BEGIN Selected excerpt
We Made It!!!!!!! The Practical Exam, Tequila, and a Pigeon – Day 79

TODAY’S TIDBITS

  • Add calvados to your apple tart to make it “pop”
  • Add grand marnier to your chocolate mousse to make it pop
  • Add tequila to your lemon tart to make it….you guessed it…pop!

We all made it…yahoo!!!!!!! Congrats to everyone!!!!!!

Waiting outside the kitchen trying to guess the dishes
Waiting outside the kitchen trying to guess the dishes on the exam
Cooking up a storm
Cooking up a storm

Today was the dreaded final practical exam. We all arrived early but were locked out of the kitchen until the official start time. What were the required dishes going to be? We all peered through the kitchen windows trying to figure it out. There were apples on some of the trays so the apple tart was definitely one of them (good sign), but we couldn’t be sure of anything else. At 9am we all walked in and could see on the board we were either going to get apple-skate or pork-poached egg. Phew, no lemon tart. We each picked a number out of the hat (I got C5 which meant I was doing the skate-apple tart at 12.43 and 1.39pm …..yes, the stars we aligning, this was the easier combination and wasn’t the first start time. Plus my station was on the oven side for the first time and by the sink (these are all things that make it easier).
END Selected excerpt
Stated exercise 1: In the cooking exam post, what number did the writer pick out of the hat?
Stated exercise 2: Extract a passage from the cooking exam post, beginning at the words "TODAY’S TIDBITS" and stopping after "Congrats to everyone!!!!!!".
The items listed here come from a separate source, not from the cooking exam post.
BEGIN Information provided
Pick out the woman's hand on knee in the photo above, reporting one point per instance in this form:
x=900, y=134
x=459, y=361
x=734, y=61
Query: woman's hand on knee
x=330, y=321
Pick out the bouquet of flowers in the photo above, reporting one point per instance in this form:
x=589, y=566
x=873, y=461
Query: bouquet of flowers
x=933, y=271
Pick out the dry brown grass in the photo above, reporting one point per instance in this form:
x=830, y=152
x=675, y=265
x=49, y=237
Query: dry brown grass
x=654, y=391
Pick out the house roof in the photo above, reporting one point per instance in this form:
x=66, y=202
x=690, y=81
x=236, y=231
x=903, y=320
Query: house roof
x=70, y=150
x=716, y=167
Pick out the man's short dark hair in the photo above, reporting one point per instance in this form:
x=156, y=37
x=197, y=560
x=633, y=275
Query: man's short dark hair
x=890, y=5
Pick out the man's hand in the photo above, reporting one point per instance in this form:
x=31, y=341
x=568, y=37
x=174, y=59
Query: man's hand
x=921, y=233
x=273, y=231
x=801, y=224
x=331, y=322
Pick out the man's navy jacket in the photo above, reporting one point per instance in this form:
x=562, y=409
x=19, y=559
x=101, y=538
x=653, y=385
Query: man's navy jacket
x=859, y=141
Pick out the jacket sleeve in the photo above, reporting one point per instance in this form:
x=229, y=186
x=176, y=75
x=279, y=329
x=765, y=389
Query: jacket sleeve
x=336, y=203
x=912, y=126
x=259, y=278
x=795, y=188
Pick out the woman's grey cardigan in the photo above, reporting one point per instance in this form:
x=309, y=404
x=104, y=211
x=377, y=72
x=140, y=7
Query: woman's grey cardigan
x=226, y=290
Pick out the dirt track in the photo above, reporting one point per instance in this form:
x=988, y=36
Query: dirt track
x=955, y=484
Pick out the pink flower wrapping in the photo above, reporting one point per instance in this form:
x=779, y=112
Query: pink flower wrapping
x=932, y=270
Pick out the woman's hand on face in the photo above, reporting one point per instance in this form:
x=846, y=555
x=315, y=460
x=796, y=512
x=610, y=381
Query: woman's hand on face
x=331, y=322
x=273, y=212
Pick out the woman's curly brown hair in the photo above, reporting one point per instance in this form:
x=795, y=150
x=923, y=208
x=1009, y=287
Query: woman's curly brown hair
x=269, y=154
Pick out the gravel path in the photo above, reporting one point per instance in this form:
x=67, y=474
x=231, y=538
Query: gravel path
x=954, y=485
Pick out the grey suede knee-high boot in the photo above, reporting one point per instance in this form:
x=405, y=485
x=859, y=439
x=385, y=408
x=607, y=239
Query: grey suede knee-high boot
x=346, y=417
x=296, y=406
END Information provided
BEGIN Information provided
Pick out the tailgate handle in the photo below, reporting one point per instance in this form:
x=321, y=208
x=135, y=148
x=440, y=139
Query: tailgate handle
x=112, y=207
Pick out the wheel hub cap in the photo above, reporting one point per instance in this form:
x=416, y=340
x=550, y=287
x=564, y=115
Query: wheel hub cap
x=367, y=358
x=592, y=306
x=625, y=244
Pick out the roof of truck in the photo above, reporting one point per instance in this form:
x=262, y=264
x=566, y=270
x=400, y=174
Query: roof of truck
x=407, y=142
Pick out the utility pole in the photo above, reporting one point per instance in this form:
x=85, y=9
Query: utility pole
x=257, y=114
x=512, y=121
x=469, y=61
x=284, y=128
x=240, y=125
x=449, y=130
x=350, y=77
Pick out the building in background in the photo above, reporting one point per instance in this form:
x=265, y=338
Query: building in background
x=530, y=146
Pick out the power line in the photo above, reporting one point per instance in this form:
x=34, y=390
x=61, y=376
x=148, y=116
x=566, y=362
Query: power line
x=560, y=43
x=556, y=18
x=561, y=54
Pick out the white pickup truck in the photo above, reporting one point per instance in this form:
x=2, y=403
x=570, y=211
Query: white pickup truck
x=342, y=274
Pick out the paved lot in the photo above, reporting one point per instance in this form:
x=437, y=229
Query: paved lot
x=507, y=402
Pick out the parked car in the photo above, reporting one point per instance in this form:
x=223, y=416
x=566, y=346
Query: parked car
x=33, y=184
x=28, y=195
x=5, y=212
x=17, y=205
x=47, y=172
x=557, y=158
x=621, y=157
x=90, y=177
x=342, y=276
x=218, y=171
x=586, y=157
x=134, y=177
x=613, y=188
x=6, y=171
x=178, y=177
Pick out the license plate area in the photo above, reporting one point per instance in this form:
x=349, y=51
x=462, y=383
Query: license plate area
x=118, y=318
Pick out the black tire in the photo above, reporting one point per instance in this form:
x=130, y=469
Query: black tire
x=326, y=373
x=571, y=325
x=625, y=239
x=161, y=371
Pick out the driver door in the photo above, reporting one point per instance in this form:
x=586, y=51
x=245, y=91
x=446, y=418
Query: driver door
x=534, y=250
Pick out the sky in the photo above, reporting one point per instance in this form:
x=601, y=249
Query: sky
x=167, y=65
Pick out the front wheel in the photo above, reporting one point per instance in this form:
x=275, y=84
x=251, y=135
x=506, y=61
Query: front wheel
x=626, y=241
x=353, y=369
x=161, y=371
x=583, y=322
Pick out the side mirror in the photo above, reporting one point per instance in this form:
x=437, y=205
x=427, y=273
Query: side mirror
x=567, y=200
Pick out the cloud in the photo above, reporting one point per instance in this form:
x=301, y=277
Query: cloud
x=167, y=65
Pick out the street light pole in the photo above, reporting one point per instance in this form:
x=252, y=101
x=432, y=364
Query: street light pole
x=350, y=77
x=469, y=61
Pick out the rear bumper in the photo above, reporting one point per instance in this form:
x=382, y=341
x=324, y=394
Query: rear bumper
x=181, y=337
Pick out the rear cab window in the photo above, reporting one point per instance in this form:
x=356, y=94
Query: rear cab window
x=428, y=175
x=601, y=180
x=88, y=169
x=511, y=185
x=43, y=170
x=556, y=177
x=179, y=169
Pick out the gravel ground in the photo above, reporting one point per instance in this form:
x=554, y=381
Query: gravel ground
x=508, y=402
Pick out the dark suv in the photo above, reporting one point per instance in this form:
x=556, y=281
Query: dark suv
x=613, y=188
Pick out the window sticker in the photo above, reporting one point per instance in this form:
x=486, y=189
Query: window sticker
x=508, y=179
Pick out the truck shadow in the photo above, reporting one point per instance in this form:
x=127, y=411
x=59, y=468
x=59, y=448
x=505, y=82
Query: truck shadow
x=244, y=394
END Information provided
Result 1: C5

Result 2:
TODAY’S TIDBITS

  • Add calvados to your apple tart to make it “pop”
  • Add grand marnier to your chocolate mousse to make it pop
  • Add tequila to your lemon tart to make it….you guessed it…pop!

We all made it…yahoo!!!!!!! Congrats to everyone!!!!!!